**Entries listed in a dataset**.
****************

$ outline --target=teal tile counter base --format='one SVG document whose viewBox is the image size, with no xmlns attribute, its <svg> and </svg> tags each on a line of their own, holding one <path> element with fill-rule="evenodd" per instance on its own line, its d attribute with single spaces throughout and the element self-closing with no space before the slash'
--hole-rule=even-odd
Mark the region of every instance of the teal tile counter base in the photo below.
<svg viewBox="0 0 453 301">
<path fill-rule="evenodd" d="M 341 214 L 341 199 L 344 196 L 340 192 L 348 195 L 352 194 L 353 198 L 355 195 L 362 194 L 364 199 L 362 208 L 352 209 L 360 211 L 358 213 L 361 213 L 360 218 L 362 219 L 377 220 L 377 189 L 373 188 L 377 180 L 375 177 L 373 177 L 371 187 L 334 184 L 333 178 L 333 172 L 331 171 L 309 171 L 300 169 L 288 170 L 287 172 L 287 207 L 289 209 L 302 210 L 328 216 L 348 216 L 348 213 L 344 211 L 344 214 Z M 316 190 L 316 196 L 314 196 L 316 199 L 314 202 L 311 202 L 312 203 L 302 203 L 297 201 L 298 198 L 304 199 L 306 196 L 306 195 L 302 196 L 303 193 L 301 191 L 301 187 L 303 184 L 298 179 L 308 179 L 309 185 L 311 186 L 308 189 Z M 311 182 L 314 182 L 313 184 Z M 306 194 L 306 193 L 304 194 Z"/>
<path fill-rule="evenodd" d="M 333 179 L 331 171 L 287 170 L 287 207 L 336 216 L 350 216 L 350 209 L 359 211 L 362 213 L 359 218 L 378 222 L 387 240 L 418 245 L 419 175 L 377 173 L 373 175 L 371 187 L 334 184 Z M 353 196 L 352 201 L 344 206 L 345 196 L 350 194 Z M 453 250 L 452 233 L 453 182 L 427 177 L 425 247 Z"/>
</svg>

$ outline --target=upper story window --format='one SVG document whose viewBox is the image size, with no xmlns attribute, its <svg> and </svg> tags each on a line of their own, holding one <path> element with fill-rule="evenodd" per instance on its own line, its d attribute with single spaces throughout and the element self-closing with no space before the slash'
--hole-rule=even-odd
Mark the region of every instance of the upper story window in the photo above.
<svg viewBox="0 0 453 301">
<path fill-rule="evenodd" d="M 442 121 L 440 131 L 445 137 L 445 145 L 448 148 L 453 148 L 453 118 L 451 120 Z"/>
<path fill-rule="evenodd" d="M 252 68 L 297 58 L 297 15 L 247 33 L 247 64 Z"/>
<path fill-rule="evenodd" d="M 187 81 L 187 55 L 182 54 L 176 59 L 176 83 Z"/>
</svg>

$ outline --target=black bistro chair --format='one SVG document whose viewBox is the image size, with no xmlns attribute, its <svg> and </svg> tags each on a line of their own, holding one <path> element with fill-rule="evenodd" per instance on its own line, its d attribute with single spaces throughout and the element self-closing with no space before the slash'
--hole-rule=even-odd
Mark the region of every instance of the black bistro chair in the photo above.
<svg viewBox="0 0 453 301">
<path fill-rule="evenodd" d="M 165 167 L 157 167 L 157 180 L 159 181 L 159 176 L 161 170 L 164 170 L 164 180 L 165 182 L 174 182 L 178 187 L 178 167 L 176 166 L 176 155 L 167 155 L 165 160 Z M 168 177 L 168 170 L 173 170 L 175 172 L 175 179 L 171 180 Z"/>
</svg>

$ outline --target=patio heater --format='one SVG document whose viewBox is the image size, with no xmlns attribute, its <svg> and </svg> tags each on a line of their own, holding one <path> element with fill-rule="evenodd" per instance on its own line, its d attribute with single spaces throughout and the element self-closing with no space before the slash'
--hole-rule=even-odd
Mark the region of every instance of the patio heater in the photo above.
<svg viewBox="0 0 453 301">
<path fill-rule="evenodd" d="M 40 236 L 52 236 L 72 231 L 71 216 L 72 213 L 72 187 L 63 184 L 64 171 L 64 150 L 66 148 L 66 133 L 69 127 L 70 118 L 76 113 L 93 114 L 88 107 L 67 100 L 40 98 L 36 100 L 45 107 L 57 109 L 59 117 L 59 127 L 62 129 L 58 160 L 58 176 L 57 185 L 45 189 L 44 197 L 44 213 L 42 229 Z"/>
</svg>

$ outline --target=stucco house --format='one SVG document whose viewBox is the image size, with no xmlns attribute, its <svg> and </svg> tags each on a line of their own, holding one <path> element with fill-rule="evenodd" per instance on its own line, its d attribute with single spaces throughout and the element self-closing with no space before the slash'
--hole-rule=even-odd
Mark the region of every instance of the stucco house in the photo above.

****************

**DIRECTIVE**. Quote every line of the entries above verbatim, in their original order.

**TASK OUTPUT**.
$ outline --target=teal tile counter base --format='one SVG document whose viewBox is the image size, with no xmlns attribute, its <svg> and </svg> tags each on a line of their own, holding one <path> element with fill-rule="evenodd" per instance on its own line, its d attribute with single spaces throughout and the element self-closing with no space before the slash'
--hole-rule=even-odd
Mark the region of every instance of the teal tile counter base in the photo below.
<svg viewBox="0 0 453 301">
<path fill-rule="evenodd" d="M 341 214 L 341 199 L 344 196 L 340 192 L 348 195 L 352 194 L 353 198 L 355 195 L 362 194 L 364 199 L 362 208 L 352 209 L 360 211 L 358 213 L 361 213 L 360 218 L 362 219 L 377 220 L 377 189 L 373 188 L 377 180 L 375 177 L 373 177 L 371 187 L 334 184 L 333 178 L 333 172 L 331 171 L 309 171 L 300 169 L 288 170 L 287 172 L 287 207 L 289 209 L 302 210 L 328 216 L 348 216 L 348 213 L 344 211 L 344 214 Z M 316 190 L 316 196 L 314 196 L 316 199 L 314 202 L 311 202 L 312 203 L 302 203 L 297 201 L 298 198 L 304 199 L 306 196 L 306 195 L 302 196 L 303 193 L 301 191 L 301 187 L 303 184 L 298 179 L 308 179 L 309 185 L 311 186 L 308 189 Z M 311 182 L 314 182 L 313 184 Z M 306 194 L 306 193 L 304 194 Z"/>
<path fill-rule="evenodd" d="M 333 179 L 331 171 L 287 170 L 287 207 L 336 216 L 350 216 L 350 209 L 359 211 L 362 213 L 359 218 L 378 222 L 387 240 L 418 245 L 419 175 L 377 173 L 373 175 L 371 187 L 334 184 Z M 353 196 L 352 201 L 344 206 L 345 196 L 350 194 Z M 453 250 L 452 233 L 453 182 L 427 177 L 425 247 Z"/>
</svg>

$ outline --target=upper story window --format='one SVG document whose viewBox is the image size, with no xmlns attribute, its <svg> and </svg> tags each on a line of their own, holding one <path> element with fill-rule="evenodd" per instance on its own line, its d attribute with single spaces throughout and the element self-closing with no space before the slash'
--hole-rule=even-odd
Mark the region of every instance of the upper story window in the photo above.
<svg viewBox="0 0 453 301">
<path fill-rule="evenodd" d="M 442 121 L 440 131 L 445 137 L 445 145 L 448 148 L 453 148 L 453 118 L 451 120 Z"/>
<path fill-rule="evenodd" d="M 252 68 L 297 58 L 297 15 L 247 33 L 247 64 Z"/>
<path fill-rule="evenodd" d="M 187 81 L 187 55 L 182 54 L 176 59 L 176 83 Z"/>
</svg>

$ outline --target=black bistro chair --format='one SVG document whose viewBox is the image size, with no xmlns attribute, its <svg> and </svg> tags each on a line of their own, holding one <path> element with fill-rule="evenodd" per instance on its own line, its d attribute with single spaces throughout and the element self-closing with no space before the slash'
--hole-rule=even-odd
Mark the region of every instance of the black bistro chair in the photo above.
<svg viewBox="0 0 453 301">
<path fill-rule="evenodd" d="M 165 167 L 157 167 L 157 180 L 159 181 L 159 176 L 161 170 L 164 170 L 164 180 L 165 182 L 174 182 L 178 187 L 178 167 L 176 166 L 176 155 L 167 155 L 165 160 Z M 168 177 L 168 170 L 173 170 L 175 172 L 175 179 L 171 180 Z"/>
</svg>

$ outline --target=patio heater --format='one SVG document whose viewBox is the image size, with no xmlns attribute, its <svg> and </svg> tags each on a line of their own, holding one <path> element with fill-rule="evenodd" per instance on its own line, its d attribute with single spaces throughout and the element self-closing with no space before the slash'
--hole-rule=even-odd
Mark the region of every instance of the patio heater in the photo above.
<svg viewBox="0 0 453 301">
<path fill-rule="evenodd" d="M 40 236 L 52 236 L 72 231 L 71 216 L 72 213 L 72 187 L 63 184 L 64 171 L 64 150 L 66 148 L 66 133 L 69 127 L 70 118 L 76 113 L 93 114 L 88 107 L 67 100 L 40 98 L 36 100 L 45 107 L 57 109 L 59 117 L 59 127 L 62 129 L 58 160 L 58 176 L 57 185 L 45 189 L 44 197 L 44 213 L 42 229 Z"/>
</svg>

$ outline --target=stucco house --format='one SVG document whose viewBox is the image size, with no xmlns attribute, its <svg> and </svg> tags each on a line of their own, holding one <path> element with fill-rule="evenodd" per instance on its own line, its d attribute with single spaces throughout and the element self-closing with no space before the slash'
--hole-rule=even-odd
Mark the region of every instance of the stucco house in the photo above.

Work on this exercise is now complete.